-- TASK TO COMPLETE --
Reproduce all the entries exactly and keep the pictures out.

-- AVAILABLE DATA --
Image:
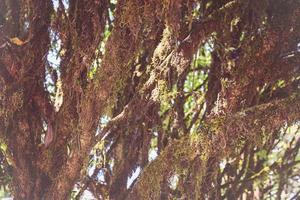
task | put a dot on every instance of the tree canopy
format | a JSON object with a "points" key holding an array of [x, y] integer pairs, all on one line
{"points": [[149, 99]]}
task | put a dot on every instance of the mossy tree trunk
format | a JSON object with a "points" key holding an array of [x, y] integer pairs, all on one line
{"points": [[203, 80]]}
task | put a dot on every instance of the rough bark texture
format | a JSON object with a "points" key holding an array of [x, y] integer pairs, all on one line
{"points": [[200, 83]]}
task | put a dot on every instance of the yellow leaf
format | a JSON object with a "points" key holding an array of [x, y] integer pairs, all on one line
{"points": [[16, 41]]}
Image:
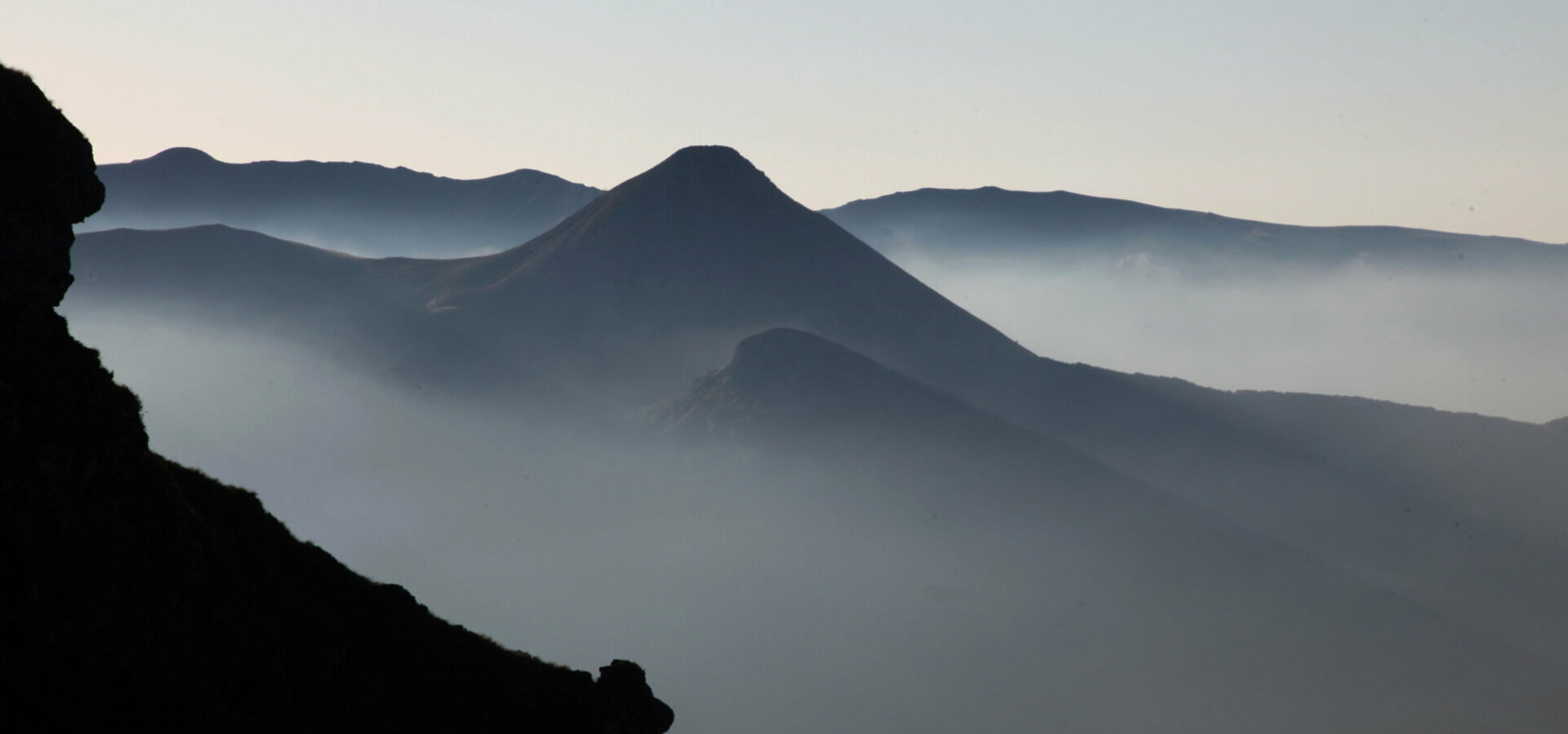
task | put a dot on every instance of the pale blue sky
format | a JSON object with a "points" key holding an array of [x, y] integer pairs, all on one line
{"points": [[1437, 115]]}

-- RESPONSE FOR THIS EXERCISE --
Image:
task | put a dot on every instance of the tree canopy
format | a JSON object with a "points" key holding an array of [x, y] integer pairs, all on one line
{"points": [[149, 99]]}
task | put a dot on every instance of the mossy tree trunk
format | a JSON object with a "points" key holding an array of [x, y] integer pairs, all on one line
{"points": [[203, 80]]}
task | put a dot on every instance of the rough bark texture
format | a JSON object with a "points" key holding an array of [x, y] integer pairs, all on one line
{"points": [[200, 83]]}
task | put a dot on every instance of the yellow leaf
format | a JSON object with a "points" key holding an array of [x, y] integer pairs, all on one line
{"points": [[16, 41]]}
Image:
task | put a dot on every instance of the pale blue sky
format | a JSON object with a "points" key holding an array of [x, y] integer pairs, all on one line
{"points": [[1437, 115]]}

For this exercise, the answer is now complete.